§ DOCUMENT EXCERPT
━━━━━━

Jobs undone

INHUMAN COLD is collapsing my holiday balloon fast. But it’s fine weather for filmgoing, by way of the budget cinema and the wonders of Instant Netflix. I found special resonance in the last three flicks, “The Hurt Locker“, “Time Out” and “Up In The Air.” As someone preoccupied with issues of work and personal identity (My job does not define me! Oh wait, it does! Do I even want that? Maybe!), I enjoy watching people in professional turmoil.

“The Hurt Locker” follows American soldiers in Baghdad whose daily routine is to avoid being killed, intentionally or by accident. They ride around with their heads down looking for improvised explosives to disarm. If they aren’t blown up or shot, they move to the next cache. The film asks you to question your own fortitude in the face of unremitting tension and death, and the soldiers showcase the full range of reactions, from paralysis to casual indifference. You can’t help but admire the talent and technical expertise required of modern warriors—or wonder, as one does with any job, what if anything their efforts are worth.

A stable corporate breadwinner unravels in “Time Out,” a French film from 2001 about a recently fired executive who deceives his family into thinking he’s still on the job. He leaves home in a suit each day only to drive around in circles, stopping to wander the hallways of companies where he doesn’t work, creepily invisible. You almost think his charade will magically redeem him, but when it inevitably collapses, you’re reminded that escape from work is impossible (at least for us middle-class suckers).

━━━━━━

§ STORED DATA
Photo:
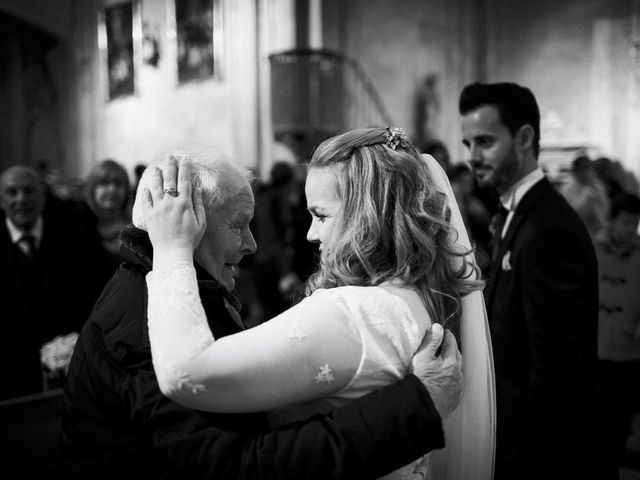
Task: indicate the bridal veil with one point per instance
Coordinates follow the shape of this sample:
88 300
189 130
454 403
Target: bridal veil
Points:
470 429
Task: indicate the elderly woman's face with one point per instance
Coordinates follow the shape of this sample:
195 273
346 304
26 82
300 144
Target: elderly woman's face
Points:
228 237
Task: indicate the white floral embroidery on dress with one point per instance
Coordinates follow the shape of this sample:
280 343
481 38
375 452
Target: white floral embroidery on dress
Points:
184 382
325 375
179 314
294 332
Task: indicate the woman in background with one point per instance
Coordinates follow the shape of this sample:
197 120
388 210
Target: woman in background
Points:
108 193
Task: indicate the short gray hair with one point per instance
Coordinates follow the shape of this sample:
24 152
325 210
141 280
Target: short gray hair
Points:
212 171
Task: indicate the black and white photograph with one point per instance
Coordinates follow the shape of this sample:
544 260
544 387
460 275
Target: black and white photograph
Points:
320 239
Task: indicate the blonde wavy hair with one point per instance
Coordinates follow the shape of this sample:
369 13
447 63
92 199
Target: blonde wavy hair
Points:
394 224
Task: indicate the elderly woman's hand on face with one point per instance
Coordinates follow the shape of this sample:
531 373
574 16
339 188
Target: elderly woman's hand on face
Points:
440 374
174 215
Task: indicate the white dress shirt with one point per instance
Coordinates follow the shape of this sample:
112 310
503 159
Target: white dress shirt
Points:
16 234
512 197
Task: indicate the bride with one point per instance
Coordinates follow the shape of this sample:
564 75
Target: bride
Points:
394 257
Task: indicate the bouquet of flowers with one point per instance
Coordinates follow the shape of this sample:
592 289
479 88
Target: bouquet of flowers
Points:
55 356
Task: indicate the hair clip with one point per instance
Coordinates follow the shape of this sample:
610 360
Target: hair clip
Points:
395 135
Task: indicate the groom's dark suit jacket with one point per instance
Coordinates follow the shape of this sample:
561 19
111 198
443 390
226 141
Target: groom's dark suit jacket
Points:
117 424
542 301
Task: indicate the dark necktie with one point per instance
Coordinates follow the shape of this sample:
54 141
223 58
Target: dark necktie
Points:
28 245
496 226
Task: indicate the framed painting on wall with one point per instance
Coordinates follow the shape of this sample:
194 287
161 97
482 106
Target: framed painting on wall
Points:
199 39
119 27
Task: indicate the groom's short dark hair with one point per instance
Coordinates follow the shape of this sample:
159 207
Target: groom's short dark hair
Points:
516 105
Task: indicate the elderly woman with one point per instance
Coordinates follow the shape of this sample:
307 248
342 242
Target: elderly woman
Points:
391 264
117 423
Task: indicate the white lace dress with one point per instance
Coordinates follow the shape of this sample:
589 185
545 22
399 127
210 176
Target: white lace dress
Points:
333 347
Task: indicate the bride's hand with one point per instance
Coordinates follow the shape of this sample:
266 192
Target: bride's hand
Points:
174 215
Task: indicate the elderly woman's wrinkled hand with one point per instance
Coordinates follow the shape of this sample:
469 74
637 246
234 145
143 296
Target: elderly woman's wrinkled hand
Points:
440 374
174 215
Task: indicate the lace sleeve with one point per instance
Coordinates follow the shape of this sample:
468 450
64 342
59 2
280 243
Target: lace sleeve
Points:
310 351
178 329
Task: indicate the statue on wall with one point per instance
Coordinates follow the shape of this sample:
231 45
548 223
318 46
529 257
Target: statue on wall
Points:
427 109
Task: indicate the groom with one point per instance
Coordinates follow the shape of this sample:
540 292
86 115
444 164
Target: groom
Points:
542 297
117 423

━━━━━━

§ TASK TO CARRY OUT
In the "Jobs undone" text above, why does the writer enjoy watching people in professional turmoil?

§ EXPECTED OUTPUT
The writer is preoccupied with questions of work and personal identity. That includes going back and forth over whether their job defines them and whether they even want it to.